Task details - In the material below, find the line that contains "sky boxed for tracking." and the line that contains "arched window boxed for tracking.", then write out exactly those two lines and everything between them.

Extracted data -

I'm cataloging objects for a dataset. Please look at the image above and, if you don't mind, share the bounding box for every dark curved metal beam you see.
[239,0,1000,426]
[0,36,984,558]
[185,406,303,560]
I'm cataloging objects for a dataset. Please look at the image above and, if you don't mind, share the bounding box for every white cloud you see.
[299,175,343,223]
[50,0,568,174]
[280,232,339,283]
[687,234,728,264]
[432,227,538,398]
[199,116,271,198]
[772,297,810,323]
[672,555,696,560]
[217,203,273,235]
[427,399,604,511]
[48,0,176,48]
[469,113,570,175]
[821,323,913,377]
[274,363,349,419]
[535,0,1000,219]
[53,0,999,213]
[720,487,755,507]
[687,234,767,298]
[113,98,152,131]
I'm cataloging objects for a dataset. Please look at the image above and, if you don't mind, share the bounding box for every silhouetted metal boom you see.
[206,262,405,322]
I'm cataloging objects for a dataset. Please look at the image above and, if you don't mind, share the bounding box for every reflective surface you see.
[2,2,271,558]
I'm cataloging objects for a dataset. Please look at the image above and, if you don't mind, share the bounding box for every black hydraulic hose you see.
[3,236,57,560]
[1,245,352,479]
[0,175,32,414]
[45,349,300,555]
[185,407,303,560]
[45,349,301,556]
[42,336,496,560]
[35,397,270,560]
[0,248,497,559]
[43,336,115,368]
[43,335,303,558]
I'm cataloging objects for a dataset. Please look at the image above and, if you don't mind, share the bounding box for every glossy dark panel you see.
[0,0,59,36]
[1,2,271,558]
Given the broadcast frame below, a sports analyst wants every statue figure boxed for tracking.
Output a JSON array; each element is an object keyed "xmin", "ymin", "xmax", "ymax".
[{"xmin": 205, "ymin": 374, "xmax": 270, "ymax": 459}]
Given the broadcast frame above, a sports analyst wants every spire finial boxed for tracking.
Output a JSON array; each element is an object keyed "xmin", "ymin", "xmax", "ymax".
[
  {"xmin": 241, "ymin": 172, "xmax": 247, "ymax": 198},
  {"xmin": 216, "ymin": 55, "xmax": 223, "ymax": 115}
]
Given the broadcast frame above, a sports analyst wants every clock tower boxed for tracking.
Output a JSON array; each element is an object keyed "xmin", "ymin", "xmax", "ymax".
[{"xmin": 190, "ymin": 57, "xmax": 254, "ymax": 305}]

...

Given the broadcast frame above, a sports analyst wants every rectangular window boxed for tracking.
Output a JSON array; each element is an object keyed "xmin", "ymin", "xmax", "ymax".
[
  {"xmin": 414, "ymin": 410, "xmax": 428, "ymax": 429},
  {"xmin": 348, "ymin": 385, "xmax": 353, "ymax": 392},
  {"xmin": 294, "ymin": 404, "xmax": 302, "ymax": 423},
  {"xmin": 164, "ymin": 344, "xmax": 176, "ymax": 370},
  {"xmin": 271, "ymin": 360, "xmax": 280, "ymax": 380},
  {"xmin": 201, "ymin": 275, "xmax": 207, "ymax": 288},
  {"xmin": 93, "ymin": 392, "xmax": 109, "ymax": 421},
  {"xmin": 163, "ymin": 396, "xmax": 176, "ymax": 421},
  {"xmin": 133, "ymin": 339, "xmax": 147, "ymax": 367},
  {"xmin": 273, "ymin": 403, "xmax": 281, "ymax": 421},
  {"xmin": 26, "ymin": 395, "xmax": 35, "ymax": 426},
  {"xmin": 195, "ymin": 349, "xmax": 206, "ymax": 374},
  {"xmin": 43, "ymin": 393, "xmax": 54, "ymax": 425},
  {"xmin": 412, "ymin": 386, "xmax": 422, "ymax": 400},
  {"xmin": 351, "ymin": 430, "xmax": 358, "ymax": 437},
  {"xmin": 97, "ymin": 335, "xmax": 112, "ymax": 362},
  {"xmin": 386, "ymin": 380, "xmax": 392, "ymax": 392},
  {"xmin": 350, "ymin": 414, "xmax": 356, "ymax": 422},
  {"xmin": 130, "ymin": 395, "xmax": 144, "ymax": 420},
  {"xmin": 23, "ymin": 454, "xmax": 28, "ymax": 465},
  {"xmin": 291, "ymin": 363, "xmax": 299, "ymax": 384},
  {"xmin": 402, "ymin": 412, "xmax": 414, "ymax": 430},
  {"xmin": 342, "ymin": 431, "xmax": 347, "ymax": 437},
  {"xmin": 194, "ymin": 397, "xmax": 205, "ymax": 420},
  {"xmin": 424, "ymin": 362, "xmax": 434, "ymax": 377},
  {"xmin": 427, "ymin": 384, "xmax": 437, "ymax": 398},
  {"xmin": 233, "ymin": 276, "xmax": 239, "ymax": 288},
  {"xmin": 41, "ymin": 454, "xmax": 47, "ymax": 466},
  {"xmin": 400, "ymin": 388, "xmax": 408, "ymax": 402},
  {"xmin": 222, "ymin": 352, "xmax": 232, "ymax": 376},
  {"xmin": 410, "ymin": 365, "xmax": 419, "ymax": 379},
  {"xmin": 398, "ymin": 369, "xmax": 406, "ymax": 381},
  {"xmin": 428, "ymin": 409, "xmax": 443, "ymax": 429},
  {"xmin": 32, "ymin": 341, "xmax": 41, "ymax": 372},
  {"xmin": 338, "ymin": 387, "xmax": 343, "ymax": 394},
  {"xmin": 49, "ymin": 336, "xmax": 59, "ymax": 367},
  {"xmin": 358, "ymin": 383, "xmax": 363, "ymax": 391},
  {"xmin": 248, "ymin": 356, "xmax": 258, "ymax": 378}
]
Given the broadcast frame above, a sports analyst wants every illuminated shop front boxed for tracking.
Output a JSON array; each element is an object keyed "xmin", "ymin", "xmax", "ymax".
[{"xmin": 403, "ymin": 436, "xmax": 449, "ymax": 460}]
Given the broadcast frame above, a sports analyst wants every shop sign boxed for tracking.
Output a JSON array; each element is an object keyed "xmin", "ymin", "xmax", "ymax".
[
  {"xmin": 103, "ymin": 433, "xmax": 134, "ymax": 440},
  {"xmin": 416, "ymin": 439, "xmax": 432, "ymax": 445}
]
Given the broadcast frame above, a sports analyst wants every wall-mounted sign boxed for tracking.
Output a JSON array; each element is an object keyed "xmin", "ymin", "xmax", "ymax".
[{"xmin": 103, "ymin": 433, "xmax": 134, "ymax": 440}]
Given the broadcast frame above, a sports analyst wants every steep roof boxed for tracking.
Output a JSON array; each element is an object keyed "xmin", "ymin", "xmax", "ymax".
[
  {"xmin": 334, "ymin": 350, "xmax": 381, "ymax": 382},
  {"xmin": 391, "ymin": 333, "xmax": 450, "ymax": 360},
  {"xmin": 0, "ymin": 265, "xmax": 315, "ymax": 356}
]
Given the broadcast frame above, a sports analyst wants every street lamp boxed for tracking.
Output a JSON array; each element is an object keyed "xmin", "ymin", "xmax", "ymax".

---

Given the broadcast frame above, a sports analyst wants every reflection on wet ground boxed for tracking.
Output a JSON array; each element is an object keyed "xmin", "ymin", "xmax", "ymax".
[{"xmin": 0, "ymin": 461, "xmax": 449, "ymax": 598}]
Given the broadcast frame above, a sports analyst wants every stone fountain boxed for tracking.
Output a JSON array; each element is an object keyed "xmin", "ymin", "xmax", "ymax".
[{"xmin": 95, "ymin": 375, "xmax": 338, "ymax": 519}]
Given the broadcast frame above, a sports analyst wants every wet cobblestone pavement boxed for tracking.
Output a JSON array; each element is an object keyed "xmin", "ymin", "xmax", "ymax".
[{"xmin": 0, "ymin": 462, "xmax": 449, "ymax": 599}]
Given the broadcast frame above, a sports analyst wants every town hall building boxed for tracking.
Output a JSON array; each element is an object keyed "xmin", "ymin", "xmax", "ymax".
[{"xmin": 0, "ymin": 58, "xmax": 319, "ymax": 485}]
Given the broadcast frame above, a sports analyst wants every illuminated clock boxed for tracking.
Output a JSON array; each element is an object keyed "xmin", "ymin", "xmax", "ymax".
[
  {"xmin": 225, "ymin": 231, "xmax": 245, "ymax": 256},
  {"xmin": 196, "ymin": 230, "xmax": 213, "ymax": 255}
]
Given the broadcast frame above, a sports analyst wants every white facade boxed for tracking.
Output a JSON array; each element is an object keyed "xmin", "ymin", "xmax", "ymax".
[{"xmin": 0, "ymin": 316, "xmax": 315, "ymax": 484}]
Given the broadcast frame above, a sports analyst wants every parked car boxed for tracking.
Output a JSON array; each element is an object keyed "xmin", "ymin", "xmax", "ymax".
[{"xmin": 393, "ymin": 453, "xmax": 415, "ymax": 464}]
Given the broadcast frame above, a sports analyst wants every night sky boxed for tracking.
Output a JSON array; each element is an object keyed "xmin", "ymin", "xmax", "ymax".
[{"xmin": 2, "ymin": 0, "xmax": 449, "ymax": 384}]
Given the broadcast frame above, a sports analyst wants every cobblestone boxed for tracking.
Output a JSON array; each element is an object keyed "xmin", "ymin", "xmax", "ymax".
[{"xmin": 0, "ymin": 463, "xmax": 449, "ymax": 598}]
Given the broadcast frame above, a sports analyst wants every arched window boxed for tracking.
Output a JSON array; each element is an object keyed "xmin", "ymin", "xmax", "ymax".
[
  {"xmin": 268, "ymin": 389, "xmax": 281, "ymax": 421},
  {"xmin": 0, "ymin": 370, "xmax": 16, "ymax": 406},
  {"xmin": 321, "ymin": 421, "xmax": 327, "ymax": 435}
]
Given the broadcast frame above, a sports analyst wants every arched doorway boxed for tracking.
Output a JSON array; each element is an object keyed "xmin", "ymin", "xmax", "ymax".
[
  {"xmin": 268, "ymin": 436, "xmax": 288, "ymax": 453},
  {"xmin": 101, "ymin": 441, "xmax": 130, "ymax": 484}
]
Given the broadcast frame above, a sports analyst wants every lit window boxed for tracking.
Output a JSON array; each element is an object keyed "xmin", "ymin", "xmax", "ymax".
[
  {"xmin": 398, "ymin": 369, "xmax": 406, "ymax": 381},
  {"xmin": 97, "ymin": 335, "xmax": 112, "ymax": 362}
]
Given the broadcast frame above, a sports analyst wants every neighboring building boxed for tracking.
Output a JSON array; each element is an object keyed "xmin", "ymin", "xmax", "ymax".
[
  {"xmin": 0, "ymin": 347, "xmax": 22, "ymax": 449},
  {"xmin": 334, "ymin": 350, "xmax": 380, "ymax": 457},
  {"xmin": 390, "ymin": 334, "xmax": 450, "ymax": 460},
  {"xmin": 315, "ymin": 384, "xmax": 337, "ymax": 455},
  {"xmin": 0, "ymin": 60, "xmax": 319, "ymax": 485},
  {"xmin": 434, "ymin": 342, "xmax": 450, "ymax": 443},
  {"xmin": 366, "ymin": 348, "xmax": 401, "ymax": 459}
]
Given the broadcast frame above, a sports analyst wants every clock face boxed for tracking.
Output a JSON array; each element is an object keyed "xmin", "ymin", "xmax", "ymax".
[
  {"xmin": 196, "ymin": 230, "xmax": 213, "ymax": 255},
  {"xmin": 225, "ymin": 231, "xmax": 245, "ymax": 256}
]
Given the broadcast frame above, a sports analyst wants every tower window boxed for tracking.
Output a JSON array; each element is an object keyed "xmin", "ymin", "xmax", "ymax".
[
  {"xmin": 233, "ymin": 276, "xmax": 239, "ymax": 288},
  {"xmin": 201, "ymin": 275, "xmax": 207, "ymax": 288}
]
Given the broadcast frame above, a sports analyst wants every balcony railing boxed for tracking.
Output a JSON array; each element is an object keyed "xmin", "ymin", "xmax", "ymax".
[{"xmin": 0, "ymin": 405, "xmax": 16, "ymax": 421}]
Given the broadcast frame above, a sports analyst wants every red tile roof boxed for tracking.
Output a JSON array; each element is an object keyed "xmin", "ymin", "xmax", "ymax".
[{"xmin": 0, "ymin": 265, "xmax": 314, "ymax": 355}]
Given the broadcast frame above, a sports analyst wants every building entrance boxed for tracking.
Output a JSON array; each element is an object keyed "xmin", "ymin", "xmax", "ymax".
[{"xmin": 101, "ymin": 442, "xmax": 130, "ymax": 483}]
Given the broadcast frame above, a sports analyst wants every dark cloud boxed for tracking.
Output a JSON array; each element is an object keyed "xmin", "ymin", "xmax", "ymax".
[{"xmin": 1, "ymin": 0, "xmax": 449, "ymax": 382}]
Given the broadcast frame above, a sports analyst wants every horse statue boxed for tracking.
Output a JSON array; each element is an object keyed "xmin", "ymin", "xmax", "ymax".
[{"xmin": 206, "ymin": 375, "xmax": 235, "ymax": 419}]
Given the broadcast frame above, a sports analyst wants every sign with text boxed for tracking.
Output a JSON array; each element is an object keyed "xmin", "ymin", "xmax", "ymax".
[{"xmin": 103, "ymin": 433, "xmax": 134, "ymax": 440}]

Answer to the problem -
Given the broadcast frame above, a sports analyst wants every night sky boxed for tracking.
Output a JSON array; each element is an object keyed "xmin", "ymin", "xmax", "ymax".
[{"xmin": 2, "ymin": 0, "xmax": 449, "ymax": 384}]
Given the broadcast frame above, a sports analyst wants every cobblestone boxed for tracking.
Output a JSON array; each element is an object keyed "xmin", "ymin", "xmax", "ymax".
[{"xmin": 0, "ymin": 463, "xmax": 449, "ymax": 598}]
Given the broadcast frame above, a sports analyst wants every arched window boxed for tracking.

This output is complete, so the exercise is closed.